▸ AIM OF THE EXERCISE
Start at the line that has "Look at the photo above. For each instance of the hummel" and go through the end of the records below. Rewrite those lines, requests included, with each x and y coordinate in the answers multiplied by 1.8 and rounded to a whole number (halves round up), and give only those lines.

▸ RECORD LIST
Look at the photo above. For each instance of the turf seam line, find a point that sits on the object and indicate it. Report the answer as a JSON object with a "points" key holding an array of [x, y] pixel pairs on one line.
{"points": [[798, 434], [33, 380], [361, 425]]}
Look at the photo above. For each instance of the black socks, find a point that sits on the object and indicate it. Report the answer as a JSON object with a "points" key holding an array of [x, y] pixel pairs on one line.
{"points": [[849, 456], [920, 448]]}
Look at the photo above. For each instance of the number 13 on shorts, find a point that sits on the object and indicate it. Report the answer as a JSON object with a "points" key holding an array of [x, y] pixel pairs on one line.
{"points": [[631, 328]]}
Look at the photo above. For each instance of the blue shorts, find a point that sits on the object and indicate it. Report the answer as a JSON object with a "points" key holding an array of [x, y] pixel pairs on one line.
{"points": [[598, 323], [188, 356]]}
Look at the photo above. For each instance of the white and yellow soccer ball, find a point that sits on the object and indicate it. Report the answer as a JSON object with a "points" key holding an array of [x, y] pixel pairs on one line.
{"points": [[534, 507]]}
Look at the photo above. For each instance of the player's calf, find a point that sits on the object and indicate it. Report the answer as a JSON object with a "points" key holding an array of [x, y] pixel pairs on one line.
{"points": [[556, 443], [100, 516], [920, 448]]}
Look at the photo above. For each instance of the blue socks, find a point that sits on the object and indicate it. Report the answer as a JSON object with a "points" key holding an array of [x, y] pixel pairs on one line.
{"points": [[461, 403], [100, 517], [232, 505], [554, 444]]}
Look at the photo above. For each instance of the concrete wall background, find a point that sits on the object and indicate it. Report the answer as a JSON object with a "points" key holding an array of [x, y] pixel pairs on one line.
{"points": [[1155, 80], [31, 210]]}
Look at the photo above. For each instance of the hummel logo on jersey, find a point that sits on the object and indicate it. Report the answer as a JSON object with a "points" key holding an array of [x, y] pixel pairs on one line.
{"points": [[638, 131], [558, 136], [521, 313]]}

▸ RESULT BELOW
Look at the photo above. For each instance of the hummel logo on jersey, find a point that sits on the object and indicate it. Report the answer as a JSON object with a "points" key holding an array of [x, y] pixel pairs on one line.
{"points": [[1148, 236], [1004, 245], [938, 563]]}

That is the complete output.